### WHAT THE EXERCISE ASKS
Where in the listing does the string "point" appear? Copy every line that holds it.

### RECORDS SUPPLIED
_ _ _
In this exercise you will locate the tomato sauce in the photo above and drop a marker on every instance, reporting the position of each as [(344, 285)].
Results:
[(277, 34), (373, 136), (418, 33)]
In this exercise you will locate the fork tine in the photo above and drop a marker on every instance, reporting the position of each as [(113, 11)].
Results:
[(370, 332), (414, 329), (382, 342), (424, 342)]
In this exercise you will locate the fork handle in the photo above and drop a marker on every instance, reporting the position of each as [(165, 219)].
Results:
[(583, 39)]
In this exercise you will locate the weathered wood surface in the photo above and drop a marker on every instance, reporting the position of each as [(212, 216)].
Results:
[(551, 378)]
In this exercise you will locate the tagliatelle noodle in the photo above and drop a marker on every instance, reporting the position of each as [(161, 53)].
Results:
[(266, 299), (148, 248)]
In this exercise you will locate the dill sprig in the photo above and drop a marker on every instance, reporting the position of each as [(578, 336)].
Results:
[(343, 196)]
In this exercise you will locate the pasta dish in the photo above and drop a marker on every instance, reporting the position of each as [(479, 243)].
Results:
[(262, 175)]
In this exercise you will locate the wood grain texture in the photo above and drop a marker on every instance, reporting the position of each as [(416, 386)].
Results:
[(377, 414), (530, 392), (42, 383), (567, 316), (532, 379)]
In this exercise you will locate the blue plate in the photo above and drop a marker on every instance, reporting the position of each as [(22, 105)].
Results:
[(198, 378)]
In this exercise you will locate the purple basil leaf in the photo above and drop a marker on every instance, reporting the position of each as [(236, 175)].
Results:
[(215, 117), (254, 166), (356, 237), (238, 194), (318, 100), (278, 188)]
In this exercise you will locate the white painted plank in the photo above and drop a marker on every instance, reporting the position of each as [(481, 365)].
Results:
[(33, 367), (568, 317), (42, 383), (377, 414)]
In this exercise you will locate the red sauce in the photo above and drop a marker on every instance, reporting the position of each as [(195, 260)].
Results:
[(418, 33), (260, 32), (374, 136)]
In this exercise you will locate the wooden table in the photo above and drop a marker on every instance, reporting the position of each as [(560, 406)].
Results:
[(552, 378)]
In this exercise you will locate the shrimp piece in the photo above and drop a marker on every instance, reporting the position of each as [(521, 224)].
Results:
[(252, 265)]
_ _ _
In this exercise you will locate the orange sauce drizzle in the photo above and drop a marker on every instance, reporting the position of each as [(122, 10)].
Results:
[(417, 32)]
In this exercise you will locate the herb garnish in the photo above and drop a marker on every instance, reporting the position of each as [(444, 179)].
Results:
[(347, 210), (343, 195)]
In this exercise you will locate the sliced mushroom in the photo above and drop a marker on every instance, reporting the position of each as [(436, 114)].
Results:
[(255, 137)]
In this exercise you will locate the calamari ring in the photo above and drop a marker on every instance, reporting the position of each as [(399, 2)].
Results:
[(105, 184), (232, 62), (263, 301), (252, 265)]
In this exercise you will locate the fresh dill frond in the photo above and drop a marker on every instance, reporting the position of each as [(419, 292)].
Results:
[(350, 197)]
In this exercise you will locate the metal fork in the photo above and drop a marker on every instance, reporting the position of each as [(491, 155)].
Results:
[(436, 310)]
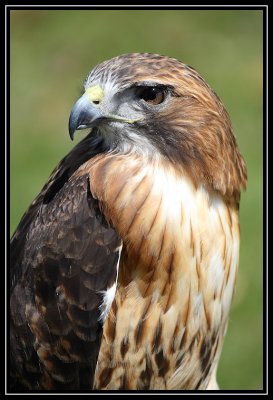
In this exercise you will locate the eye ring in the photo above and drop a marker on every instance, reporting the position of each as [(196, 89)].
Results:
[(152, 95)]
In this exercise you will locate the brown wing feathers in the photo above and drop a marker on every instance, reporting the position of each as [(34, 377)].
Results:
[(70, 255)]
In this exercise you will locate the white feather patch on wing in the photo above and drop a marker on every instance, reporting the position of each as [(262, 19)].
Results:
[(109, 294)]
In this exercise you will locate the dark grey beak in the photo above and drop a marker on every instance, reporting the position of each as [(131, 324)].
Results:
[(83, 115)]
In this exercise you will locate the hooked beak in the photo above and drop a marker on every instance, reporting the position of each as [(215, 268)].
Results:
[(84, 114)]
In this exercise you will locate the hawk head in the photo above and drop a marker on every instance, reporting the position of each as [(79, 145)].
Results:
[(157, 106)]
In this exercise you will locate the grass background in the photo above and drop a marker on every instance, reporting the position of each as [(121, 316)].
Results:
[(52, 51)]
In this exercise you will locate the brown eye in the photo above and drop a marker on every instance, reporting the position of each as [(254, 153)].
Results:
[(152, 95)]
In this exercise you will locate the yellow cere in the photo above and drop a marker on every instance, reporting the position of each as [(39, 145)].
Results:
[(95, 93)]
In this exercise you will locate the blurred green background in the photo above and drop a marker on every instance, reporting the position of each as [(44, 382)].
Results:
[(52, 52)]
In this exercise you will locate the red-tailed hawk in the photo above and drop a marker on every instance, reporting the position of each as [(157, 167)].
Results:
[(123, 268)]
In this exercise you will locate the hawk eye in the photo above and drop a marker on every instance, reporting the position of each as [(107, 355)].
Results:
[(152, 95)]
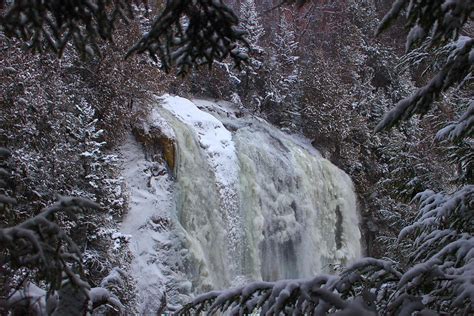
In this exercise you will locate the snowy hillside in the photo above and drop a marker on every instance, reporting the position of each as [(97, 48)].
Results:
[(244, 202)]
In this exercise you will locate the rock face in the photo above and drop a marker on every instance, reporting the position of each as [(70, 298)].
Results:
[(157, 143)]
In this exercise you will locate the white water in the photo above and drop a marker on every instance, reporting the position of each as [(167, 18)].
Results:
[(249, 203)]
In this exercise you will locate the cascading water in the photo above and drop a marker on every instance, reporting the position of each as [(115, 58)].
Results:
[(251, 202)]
_ _ _
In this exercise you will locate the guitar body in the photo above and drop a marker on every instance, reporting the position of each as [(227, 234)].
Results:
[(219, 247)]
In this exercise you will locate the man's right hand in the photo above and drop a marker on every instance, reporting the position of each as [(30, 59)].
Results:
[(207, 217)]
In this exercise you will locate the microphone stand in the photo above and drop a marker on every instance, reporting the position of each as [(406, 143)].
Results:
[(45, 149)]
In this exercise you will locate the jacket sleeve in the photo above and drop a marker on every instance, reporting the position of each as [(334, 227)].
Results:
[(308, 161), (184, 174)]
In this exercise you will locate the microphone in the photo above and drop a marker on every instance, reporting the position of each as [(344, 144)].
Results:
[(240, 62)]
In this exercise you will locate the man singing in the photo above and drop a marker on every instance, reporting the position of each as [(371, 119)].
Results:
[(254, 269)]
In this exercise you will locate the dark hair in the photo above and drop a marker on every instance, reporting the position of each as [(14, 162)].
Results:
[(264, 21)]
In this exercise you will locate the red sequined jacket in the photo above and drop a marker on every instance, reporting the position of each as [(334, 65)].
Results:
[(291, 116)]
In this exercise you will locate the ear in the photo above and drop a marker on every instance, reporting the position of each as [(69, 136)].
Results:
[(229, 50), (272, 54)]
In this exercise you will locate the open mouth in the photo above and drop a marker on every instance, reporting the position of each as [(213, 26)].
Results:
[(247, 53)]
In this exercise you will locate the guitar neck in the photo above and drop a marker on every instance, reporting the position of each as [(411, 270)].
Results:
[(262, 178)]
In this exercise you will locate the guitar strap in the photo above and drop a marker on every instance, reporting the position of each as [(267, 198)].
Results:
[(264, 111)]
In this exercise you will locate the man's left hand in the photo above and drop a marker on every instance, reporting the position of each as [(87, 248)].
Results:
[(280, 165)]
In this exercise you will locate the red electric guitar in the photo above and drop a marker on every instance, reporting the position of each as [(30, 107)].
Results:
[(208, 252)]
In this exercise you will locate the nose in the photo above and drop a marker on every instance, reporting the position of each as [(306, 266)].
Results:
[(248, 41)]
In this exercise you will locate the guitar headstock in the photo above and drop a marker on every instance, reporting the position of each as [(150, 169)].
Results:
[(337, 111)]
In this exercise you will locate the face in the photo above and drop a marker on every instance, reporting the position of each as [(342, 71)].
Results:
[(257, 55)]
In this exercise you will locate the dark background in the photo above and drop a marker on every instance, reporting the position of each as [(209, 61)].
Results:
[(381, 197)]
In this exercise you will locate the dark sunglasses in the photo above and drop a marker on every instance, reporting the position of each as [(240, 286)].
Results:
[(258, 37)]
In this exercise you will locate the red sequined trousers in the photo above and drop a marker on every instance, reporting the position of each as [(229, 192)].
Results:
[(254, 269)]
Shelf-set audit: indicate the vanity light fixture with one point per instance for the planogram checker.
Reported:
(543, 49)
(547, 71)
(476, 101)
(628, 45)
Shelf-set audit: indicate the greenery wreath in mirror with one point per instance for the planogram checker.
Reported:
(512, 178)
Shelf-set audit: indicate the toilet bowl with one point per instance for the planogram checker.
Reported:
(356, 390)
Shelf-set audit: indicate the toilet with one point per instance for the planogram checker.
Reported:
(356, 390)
_ _ _
### ANSWER SPACE
Shelf-set audit: indicate the vanity light fixture with one point per instance for the planogram checker.
Shelf-set audit: indicate the greenery wreath in mirror with one point per instance for the planogram checker.
Shelf-set audit: indicate the toilet bowl with one point per instance for the planogram checker.
Shelf-set audit: indicate the toilet with one point per instance for the planogram checker.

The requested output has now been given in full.